*练习任务*
将从条目开头一直到含有“(1051, 428)”的那一行为止的全部行（首尾两行都包括）输出为 Markdown 表格。表格分“序号”和“内容”两列，每行对应一个行号和该行文字，空行略去。

*所给条目*
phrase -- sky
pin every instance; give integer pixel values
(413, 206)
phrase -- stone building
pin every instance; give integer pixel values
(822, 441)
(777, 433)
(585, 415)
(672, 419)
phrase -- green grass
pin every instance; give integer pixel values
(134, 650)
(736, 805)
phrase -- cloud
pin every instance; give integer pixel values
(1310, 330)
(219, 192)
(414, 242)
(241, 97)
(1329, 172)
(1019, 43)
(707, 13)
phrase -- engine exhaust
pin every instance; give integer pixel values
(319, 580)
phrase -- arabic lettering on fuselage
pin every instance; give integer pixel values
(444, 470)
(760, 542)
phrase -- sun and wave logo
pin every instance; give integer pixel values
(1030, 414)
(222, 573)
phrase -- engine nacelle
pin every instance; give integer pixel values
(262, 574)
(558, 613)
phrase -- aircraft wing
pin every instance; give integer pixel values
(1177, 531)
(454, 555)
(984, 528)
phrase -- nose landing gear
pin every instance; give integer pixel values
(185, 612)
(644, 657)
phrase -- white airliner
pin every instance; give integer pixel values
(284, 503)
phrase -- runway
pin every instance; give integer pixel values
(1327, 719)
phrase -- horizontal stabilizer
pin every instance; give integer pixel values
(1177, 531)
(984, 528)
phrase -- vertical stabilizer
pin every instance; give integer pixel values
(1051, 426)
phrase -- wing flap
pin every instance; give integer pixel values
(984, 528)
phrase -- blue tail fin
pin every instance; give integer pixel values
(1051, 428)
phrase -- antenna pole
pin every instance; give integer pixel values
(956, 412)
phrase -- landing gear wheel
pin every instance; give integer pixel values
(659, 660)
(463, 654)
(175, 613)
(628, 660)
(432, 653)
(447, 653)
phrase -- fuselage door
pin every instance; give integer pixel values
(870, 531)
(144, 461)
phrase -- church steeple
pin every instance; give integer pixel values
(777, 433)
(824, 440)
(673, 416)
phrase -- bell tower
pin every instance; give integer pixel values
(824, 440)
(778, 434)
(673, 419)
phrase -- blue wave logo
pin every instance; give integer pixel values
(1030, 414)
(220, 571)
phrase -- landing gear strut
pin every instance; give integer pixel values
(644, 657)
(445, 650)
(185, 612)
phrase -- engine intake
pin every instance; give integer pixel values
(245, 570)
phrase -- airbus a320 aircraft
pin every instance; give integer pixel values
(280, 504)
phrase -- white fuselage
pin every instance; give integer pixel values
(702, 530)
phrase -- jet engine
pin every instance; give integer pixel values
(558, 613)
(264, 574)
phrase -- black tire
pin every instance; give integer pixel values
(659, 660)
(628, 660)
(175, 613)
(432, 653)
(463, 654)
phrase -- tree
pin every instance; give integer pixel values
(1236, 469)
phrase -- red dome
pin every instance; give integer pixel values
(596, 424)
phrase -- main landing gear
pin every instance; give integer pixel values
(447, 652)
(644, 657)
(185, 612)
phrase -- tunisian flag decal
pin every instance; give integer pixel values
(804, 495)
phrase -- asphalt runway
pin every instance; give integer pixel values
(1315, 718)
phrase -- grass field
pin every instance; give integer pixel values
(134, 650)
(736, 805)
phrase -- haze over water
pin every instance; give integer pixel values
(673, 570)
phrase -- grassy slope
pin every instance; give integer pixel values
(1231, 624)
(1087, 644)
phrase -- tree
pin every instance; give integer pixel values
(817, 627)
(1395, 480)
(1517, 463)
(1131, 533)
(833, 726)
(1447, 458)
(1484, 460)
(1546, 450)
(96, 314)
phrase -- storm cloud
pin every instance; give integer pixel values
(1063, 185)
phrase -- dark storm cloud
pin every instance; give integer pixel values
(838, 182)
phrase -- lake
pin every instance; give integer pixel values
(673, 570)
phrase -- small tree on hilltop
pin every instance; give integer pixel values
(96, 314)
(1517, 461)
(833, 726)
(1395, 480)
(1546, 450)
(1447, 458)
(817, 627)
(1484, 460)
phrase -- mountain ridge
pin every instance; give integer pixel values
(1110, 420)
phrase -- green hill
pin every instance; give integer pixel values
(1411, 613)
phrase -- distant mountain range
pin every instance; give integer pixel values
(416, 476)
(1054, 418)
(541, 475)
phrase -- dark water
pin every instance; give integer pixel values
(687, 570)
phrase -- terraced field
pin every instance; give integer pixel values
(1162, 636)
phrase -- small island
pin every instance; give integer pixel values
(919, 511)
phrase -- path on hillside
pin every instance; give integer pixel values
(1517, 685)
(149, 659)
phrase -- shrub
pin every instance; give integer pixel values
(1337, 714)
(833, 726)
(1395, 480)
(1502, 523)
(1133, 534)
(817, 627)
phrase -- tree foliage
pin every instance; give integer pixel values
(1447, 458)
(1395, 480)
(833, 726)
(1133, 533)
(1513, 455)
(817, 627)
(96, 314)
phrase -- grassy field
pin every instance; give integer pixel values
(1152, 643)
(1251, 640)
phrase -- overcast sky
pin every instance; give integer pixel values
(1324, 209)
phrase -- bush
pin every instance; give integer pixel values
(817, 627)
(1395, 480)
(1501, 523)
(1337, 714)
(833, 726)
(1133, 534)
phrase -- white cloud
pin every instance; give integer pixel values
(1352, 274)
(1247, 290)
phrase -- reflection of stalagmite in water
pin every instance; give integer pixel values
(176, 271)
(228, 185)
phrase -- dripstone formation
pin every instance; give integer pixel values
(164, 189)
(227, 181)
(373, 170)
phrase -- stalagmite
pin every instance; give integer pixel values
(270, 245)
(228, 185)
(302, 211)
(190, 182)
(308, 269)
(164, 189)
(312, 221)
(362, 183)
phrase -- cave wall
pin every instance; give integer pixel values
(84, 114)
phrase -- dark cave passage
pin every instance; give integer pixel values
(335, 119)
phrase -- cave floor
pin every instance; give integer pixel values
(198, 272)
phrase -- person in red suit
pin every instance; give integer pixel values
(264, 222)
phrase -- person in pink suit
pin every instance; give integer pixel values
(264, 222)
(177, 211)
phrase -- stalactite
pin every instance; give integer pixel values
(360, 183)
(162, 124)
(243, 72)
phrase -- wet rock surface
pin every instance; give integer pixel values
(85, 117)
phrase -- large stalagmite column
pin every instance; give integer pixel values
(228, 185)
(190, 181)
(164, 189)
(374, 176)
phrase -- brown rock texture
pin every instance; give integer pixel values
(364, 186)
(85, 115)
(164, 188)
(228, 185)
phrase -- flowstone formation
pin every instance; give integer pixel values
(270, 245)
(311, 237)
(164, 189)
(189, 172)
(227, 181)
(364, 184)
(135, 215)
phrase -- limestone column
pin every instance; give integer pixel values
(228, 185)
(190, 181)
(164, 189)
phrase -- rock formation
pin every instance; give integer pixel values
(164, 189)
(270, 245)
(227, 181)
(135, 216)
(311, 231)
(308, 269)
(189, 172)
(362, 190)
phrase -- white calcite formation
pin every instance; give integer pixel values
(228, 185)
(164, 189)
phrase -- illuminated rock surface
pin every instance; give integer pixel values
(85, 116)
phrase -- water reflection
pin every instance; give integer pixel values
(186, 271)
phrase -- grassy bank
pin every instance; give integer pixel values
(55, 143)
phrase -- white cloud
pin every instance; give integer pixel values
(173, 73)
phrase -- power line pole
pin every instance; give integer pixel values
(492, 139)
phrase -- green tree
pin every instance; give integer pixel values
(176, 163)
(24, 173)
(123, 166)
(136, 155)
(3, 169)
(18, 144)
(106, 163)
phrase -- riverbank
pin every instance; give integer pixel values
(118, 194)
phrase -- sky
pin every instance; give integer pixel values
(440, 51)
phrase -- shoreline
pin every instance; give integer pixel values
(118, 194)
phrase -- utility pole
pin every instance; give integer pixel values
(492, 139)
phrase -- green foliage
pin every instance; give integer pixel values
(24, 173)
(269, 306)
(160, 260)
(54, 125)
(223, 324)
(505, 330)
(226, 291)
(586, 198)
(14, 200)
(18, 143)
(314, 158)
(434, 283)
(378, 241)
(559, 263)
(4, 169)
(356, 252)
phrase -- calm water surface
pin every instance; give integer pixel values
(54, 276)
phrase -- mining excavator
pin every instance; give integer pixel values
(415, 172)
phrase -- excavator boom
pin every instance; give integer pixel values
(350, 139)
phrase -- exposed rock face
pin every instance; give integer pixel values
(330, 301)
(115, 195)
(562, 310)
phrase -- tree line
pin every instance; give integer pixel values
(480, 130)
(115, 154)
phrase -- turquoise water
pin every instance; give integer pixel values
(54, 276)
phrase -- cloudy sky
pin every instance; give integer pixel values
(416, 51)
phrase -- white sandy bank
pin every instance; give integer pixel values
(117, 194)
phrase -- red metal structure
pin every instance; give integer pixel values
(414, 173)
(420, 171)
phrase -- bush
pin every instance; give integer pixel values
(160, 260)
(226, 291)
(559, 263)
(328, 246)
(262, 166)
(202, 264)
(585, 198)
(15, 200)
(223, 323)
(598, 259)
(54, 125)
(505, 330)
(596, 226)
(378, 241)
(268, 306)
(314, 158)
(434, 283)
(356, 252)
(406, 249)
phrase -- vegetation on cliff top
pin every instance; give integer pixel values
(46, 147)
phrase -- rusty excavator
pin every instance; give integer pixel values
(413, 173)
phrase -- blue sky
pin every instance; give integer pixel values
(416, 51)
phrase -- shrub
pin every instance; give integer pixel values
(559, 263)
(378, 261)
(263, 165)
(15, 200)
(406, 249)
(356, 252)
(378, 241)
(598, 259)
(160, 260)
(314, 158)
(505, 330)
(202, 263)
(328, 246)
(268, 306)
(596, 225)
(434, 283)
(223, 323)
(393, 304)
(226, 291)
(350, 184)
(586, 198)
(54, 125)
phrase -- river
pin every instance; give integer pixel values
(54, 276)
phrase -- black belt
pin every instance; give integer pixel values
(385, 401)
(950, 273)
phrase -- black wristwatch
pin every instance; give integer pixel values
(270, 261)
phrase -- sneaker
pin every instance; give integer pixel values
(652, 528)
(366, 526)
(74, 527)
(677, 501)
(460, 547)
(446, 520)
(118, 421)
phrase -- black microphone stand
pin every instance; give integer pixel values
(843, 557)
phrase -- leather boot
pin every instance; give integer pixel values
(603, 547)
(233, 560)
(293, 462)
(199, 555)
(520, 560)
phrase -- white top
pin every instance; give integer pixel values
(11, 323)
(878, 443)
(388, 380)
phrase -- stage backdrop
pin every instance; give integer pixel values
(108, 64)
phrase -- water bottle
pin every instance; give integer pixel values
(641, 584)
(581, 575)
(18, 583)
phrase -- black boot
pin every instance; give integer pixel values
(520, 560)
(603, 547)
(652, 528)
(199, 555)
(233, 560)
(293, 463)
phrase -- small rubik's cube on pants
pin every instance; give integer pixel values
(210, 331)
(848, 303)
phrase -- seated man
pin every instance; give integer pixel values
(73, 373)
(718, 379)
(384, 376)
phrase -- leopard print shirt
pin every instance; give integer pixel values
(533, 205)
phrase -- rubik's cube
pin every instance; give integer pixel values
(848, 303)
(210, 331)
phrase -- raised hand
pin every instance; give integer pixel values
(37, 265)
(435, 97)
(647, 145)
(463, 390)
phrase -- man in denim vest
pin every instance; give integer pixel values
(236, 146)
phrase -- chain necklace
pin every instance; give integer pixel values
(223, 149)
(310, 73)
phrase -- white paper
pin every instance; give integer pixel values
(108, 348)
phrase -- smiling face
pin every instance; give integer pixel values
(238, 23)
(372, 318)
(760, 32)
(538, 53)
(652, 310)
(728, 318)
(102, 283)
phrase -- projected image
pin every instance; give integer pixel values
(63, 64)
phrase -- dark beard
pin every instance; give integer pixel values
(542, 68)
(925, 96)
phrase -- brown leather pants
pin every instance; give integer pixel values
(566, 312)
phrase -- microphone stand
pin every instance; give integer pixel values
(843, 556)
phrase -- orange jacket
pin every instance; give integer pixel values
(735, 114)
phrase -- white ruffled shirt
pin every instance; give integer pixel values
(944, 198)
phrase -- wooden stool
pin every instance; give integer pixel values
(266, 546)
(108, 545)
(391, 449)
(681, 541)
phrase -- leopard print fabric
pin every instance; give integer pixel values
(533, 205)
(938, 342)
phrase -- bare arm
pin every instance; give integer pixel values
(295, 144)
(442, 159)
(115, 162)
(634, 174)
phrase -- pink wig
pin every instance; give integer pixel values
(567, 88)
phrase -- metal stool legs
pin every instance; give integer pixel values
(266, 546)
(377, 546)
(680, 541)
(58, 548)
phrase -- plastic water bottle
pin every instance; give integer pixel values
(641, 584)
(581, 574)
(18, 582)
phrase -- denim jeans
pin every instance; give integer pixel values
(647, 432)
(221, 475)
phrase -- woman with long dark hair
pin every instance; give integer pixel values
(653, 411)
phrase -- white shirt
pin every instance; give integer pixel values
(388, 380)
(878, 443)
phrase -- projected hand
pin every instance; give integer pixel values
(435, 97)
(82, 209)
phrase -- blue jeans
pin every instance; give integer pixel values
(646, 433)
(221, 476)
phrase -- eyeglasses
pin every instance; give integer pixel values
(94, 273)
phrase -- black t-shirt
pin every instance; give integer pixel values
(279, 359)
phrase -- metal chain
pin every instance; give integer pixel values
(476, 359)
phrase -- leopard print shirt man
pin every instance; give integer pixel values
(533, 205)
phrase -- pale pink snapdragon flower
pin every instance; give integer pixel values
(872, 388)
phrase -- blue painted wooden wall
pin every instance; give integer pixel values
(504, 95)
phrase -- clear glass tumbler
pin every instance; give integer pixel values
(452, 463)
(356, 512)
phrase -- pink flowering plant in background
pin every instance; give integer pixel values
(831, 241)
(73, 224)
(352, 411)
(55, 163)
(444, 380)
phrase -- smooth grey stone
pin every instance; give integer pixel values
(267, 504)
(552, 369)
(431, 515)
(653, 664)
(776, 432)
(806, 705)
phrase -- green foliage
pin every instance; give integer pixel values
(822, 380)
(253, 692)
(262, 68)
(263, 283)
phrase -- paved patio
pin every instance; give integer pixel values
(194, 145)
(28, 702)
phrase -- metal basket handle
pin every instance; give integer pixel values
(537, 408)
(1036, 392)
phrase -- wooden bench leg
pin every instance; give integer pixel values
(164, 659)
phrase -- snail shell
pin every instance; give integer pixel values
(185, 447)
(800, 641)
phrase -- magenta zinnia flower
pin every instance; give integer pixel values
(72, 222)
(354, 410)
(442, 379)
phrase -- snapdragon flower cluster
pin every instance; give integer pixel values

*本题答案*
| 序号 | 内容 |
|---|---|
| 1 | phrase -- sky |
| 2 | pin every instance; give integer pixel values |
| 3 | (413, 206) |
| 4 | phrase -- stone building |
| 5 | pin every instance; give integer pixel values |
| 6 | (822, 441) |
| 7 | (777, 433) |
| 8 | (585, 415) |
| 9 | (672, 419) |
| 10 | phrase -- green grass |
| 11 | pin every instance; give integer pixel values |
| 12 | (134, 650) |
| 13 | (736, 805) |
| 14 | phrase -- cloud |
| 15 | pin every instance; give integer pixel values |
| 16 | (1310, 330) |
| 17 | (219, 192) |
| 18 | (414, 242) |
| 19 | (241, 97) |
| 20 | (1329, 172) |
| 21 | (1019, 43) |
| 22 | (707, 13) |
| 23 | phrase -- engine exhaust |
| 24 | pin every instance; give integer pixel values |
| 25 | (319, 580) |
| 26 | phrase -- arabic lettering on fuselage |
| 27 | pin every instance; give integer pixel values |
| 28 | (444, 470) |
| 29 | (760, 542) |
| 30 | phrase -- sun and wave logo |
| 31 | pin every instance; give integer pixel values |
| 32 | (1030, 414) |
| 33 | (222, 573) |
| 34 | phrase -- engine nacelle |
| 35 | pin every instance; give integer pixel values |
| 36 | (262, 574) |
| 37 | (558, 613) |
| 38 | phrase -- aircraft wing |
| 39 | pin every instance; give integer pixel values |
| 40 | (1177, 531) |
| 41 | (454, 555) |
| 42 | (984, 528) |
| 43 | phrase -- nose landing gear |
| 44 | pin every instance; give integer pixel values |
| 45 | (185, 612) |
| 46 | (644, 657) |
| 47 | phrase -- white airliner |
| 48 | pin every instance; give integer pixel values |
| 49 | (284, 503) |
| 50 | phrase -- runway |
| 51 | pin every instance; give integer pixel values |
| 52 | (1327, 719) |
| 53 | phrase -- horizontal stabilizer |
| 54 | pin every instance; give integer pixel values |
| 55 | (1177, 531) |
| 56 | (984, 528) |
| 57 | phrase -- vertical stabilizer |
| 58 | pin every instance; give integer pixel values |
| 59 | (1051, 426) |
| 60 | phrase -- wing flap |
| 61 | pin every instance; give integer pixel values |
| 62 | (984, 528) |
| 63 | phrase -- blue tail fin |
| 64 | pin every instance; give integer pixel values |
| 65 | (1051, 428) |